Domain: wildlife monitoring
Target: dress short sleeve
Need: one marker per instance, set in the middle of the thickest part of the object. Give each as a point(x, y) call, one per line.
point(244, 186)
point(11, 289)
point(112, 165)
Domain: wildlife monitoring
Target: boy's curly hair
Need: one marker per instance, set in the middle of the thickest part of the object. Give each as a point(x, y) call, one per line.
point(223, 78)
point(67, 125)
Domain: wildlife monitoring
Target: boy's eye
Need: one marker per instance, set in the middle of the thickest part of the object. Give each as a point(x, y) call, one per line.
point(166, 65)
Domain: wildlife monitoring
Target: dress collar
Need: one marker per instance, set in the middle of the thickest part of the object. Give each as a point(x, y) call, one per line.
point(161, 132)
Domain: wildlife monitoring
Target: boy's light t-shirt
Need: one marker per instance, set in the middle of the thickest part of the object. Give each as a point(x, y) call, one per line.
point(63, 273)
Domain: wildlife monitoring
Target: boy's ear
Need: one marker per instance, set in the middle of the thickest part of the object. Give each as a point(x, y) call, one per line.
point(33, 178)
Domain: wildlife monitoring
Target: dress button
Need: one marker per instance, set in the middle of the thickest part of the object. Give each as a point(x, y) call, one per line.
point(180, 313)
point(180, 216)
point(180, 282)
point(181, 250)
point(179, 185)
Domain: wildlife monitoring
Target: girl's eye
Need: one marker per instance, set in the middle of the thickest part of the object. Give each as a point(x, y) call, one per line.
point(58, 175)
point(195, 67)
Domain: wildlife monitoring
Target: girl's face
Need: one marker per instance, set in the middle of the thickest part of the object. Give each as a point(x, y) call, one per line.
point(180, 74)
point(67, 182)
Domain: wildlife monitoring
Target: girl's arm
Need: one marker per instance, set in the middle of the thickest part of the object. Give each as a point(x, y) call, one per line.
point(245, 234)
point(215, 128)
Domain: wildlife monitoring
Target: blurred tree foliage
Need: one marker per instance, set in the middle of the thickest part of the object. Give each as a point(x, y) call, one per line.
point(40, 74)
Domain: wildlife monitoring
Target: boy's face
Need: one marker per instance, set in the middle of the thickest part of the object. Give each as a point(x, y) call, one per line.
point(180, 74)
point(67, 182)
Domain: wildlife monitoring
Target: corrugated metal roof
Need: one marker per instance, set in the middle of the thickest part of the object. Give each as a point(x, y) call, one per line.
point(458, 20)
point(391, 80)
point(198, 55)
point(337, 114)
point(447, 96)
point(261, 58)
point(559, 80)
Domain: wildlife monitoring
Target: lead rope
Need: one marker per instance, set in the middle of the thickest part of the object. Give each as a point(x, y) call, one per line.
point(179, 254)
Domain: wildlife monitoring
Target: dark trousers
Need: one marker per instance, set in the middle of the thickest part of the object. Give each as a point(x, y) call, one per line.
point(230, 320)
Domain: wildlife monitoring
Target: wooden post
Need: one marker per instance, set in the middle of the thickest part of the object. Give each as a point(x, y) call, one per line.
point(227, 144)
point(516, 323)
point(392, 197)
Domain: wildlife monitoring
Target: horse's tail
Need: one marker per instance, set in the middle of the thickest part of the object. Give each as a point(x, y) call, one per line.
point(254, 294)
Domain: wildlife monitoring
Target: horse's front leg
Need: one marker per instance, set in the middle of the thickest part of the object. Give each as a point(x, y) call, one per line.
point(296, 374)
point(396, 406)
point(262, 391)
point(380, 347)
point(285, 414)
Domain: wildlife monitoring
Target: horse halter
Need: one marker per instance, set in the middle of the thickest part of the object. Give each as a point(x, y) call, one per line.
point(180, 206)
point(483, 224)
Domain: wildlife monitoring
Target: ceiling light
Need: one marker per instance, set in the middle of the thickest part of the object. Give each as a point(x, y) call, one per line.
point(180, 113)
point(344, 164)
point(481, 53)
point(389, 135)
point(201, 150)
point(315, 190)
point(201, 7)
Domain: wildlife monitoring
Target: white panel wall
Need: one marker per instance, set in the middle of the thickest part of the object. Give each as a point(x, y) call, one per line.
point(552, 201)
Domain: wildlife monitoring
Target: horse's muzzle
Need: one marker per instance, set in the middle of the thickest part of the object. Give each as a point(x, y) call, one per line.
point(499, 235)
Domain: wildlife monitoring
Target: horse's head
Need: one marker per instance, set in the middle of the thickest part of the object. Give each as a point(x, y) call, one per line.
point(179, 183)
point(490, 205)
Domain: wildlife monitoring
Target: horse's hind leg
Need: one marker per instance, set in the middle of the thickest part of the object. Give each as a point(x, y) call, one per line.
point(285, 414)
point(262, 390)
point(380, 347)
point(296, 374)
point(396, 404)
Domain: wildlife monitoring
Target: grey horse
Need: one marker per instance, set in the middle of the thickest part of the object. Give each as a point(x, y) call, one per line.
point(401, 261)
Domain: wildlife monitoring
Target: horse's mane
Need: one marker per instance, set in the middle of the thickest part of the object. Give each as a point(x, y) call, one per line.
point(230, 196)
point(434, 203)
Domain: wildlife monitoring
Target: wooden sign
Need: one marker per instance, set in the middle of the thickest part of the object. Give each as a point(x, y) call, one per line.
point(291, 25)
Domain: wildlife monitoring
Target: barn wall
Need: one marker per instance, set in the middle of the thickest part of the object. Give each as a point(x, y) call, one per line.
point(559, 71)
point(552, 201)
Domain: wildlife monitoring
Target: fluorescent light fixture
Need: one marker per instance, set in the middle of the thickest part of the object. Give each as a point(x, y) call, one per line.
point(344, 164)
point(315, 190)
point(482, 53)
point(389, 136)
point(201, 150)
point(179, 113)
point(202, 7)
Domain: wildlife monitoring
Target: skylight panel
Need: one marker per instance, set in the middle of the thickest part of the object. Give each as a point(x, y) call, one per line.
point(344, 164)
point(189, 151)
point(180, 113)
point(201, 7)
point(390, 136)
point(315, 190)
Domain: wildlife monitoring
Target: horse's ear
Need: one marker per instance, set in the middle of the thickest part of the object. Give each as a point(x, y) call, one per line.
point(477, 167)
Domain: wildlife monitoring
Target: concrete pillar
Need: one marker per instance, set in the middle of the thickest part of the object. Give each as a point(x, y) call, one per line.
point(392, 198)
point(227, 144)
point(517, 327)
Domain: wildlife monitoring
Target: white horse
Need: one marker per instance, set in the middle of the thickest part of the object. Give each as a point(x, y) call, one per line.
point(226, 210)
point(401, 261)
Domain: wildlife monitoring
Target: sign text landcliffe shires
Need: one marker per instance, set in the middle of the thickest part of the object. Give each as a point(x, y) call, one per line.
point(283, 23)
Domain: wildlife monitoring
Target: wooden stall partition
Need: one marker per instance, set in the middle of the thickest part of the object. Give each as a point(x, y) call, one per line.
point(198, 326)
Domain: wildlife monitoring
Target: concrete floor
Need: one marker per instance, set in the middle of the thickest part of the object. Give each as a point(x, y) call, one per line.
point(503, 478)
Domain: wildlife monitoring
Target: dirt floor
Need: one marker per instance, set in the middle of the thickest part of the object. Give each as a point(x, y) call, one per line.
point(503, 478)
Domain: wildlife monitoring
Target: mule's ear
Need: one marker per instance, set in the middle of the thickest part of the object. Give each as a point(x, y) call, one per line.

##############################

• Gesteld doel
Geeft u alle regels uit de lijst hierboven weer als genummerde opsomming en laat u daarbij de lege regels weg.

• Resultaat oefening
1. Domain: wildlife monitoring
2. Target: dress short sleeve
3. Need: one marker per instance, set in the middle of the thickest part of the object. Give each as a point(x, y) call, one per line.
4. point(244, 186)
5. point(11, 289)
6. point(112, 165)
7. Domain: wildlife monitoring
8. Target: boy's curly hair
9. Need: one marker per instance, set in the middle of the thickest part of the object. Give each as a point(x, y) call, one per line.
10. point(223, 78)
11. point(67, 125)
12. Domain: wildlife monitoring
13. Target: boy's eye
14. Need: one marker per instance, set in the middle of the thickest part of the object. Give each as a point(x, y) call, one per line.
15. point(166, 65)
16. Domain: wildlife monitoring
17. Target: dress collar
18. Need: one marker per instance, set in the middle of the thickest part of the object. Give each as a point(x, y) call, one per line.
19. point(161, 132)
20. Domain: wildlife monitoring
21. Target: boy's light t-shirt
22. Need: one marker per instance, set in the middle of the thickest part of the object. Give each as a point(x, y) call, one per line.
23. point(63, 273)
24. Domain: wildlife monitoring
25. Target: boy's ear
26. Need: one marker per instance, set in the middle of the thickest part of the object. Give each as a point(x, y) call, one per line.
27. point(33, 178)
28. Domain: wildlife monitoring
29. Target: dress button
30. Need: one marker per instance, set in the middle of the thickest part of the object. Give each as a point(x, y) call, one per line.
31. point(180, 313)
32. point(180, 216)
33. point(180, 282)
34. point(181, 250)
35. point(179, 185)
36. Domain: wildlife monitoring
37. Target: girl's eye
38. Need: one marker per instance, set in the middle of the thickest part of the object. Give each as a point(x, y) call, one per line.
39. point(58, 175)
40. point(195, 67)
41. Domain: wildlife monitoring
42. Target: girl's face
43. Need: one marker per instance, set in the middle of the thickest part of the object. Give each as a point(x, y) call, one per line.
44. point(180, 74)
45. point(67, 182)
46. Domain: wildlife monitoring
47. Target: girl's arm
48. Need: one marker per instance, set in the middle of the thickest part of the object. Give each as a point(x, y) call, one per line.
49. point(245, 234)
50. point(215, 128)
51. Domain: wildlife monitoring
52. Target: blurred tree foliage
53. Need: one marker per instance, set in the middle of the thickest part of the object. Give each as a point(x, y) call, one per line.
54. point(40, 74)
55. Domain: wildlife monitoring
56. Target: boy's face
57. Need: one marker per instance, set in the middle of the thickest part of the object. Give each as a point(x, y) call, one per line.
58. point(180, 74)
59. point(67, 182)
60. Domain: wildlife monitoring
61. Target: corrugated metal roof
62. Need: one marker per instance, set in the middle of the thickest part of the object. Give each as a point(x, y) call, one per line.
63. point(458, 20)
64. point(391, 80)
65. point(198, 55)
66. point(337, 114)
67. point(447, 96)
68. point(261, 58)
69. point(559, 80)
70. Domain: wildlife monitoring
71. Target: lead rope
72. Need: one marker per instance, set in the middle of the thickest part of the object. Give each as a point(x, y) call, one per line.
73. point(179, 254)
74. Domain: wildlife monitoring
75. Target: dark trousers
76. Need: one marker per instance, set in the middle of the thickest part of the object. Give each as a point(x, y) call, one per line.
77. point(230, 320)
78. Domain: wildlife monitoring
79. Target: wooden post
80. Need: one marker per instance, set in the middle of the thickest part of the object. Give each as a point(x, y) call, one per line.
81. point(227, 144)
82. point(516, 323)
83. point(392, 197)
84. Domain: wildlife monitoring
85. Target: horse's tail
86. Need: one marker per instance, set in the middle of the thickest part of the object. Give each as a point(x, y) call, one per line.
87. point(254, 294)
88. Domain: wildlife monitoring
89. Target: horse's front leg
90. Need: one marker per instance, set in the middle of the thickest part of the object. Give each as a point(x, y) call, one per line.
91. point(296, 374)
92. point(396, 406)
93. point(262, 391)
94. point(380, 347)
95. point(285, 414)
96. Domain: wildlife monitoring
97. Target: horse halter
98. Need: one marker per instance, set in the middle of the thickest part of the object. Give each as a point(x, y) call, one per line.
99. point(180, 206)
100. point(483, 224)
101. Domain: wildlife monitoring
102. Target: ceiling light
103. Need: one marker per instance, set in the middle of the thickest part of the object. Give each as a point(x, y) call, one per line.
104. point(180, 113)
105. point(344, 164)
106. point(481, 53)
107. point(389, 135)
108. point(201, 150)
109. point(315, 190)
110. point(201, 7)
111. Domain: wildlife monitoring
112. Target: white panel wall
113. Need: one marker per instance, set in the middle of the thickest part of the object. Give each as a point(x, y) call, one per line.
114. point(552, 201)
115. Domain: wildlife monitoring
116. Target: horse's muzzle
117. Need: one marker per instance, set in the middle of the thickest part of the object. Give each as a point(x, y) call, one per line.
118. point(499, 235)
119. Domain: wildlife monitoring
120. Target: horse's head
121. Need: one marker per instance, set in the middle of the thickest part of the object. Give each as a point(x, y) call, one per line.
122. point(179, 183)
123. point(490, 205)
124. Domain: wildlife monitoring
125. Target: horse's hind leg
126. Need: one marker per instance, set in the middle of the thickest part of the object. Give each as a point(x, y) call, one per line.
127. point(285, 414)
128. point(262, 390)
129. point(380, 347)
130. point(296, 374)
131. point(396, 404)
132. Domain: wildlife monitoring
133. Target: grey horse
134. Need: one marker per instance, set in the middle of the thickest part of the object. Give each as a point(x, y) call, one per line.
135. point(401, 261)
136. Domain: wildlife monitoring
137. Target: horse's mane
138. Need: one marker per instance, set in the middle of the thickest part of the object. Give each as a point(x, y) call, one per line.
139. point(230, 196)
140. point(434, 203)
141. Domain: wildlife monitoring
142. Target: wooden sign
143. Need: one marker per instance, set in the middle of the thickest part of the object. Give each as a point(x, y) call, one per line.
144. point(291, 25)
145. Domain: wildlife monitoring
146. Target: barn wall
147. Need: one marker per instance, set in the middle of the thickest part of the object. Give each as a point(x, y) call, one per line.
148. point(559, 71)
149. point(552, 201)
150. Domain: wildlife monitoring
151. Target: fluorescent light fixture
152. Need: one marker per instance, set in the middle of the thickest part of the object. Give each as a point(x, y) call, one per line.
153. point(344, 164)
154. point(315, 190)
155. point(482, 53)
156. point(389, 136)
157. point(201, 150)
158. point(179, 113)
159. point(202, 7)
160. Domain: wildlife monitoring
161. Target: skylight panel
162. Need: one marker per instance, set in the middle of the thickest part of the object. Give each as a point(x, y) call, one per line.
163. point(344, 164)
164. point(189, 151)
165. point(180, 113)
166. point(201, 7)
167. point(390, 136)
168. point(315, 190)
169. Domain: wildlife monitoring
170. Target: horse's ear
171. Need: one marker per instance, set in the middle of the thickest part of the object. Give each as a point(x, y) call, one per line.
172. point(477, 167)
173. Domain: wildlife monitoring
174. Target: concrete pillar
175. Need: one marker per instance, set in the middle of the thickest part of the object. Give each as a point(x, y) call, one per line.
176. point(392, 198)
177. point(227, 144)
178. point(517, 327)
179. Domain: wildlife monitoring
180. Target: white horse
181. Need: one marker per instance, set in the middle of the thickest part of the object. Give each as a point(x, y) call, one per line.
182. point(226, 210)
183. point(401, 261)
184. Domain: wildlife monitoring
185. Target: sign text landcliffe shires
186. Need: one marker per instance, set in the middle of the thickest part of the object. Give each as a point(x, y) call, one per line.
187. point(283, 23)
188. Domain: wildlife monitoring
189. Target: wooden stall partition
190. Need: one marker per instance, set in the middle of the thickest part of the object. Give each as a point(x, y) call, one per line.
191. point(198, 326)
192. Domain: wildlife monitoring
193. Target: concrete floor
194. Need: one marker per instance, set in the middle of the thickest part of the object. Give each as a point(x, y) call, one per line.
195. point(503, 478)
196. Domain: wildlife monitoring
197. Target: dirt floor
198. Need: one marker per instance, set in the middle of the thickest part of the object. Give each as a point(x, y) call, one per line.
199. point(503, 478)
200. Domain: wildlife monitoring
201. Target: mule's ear
202. Need: one marker per instance, set in the middle of the thickest part of the object. Give each as a point(x, y) call, one per line.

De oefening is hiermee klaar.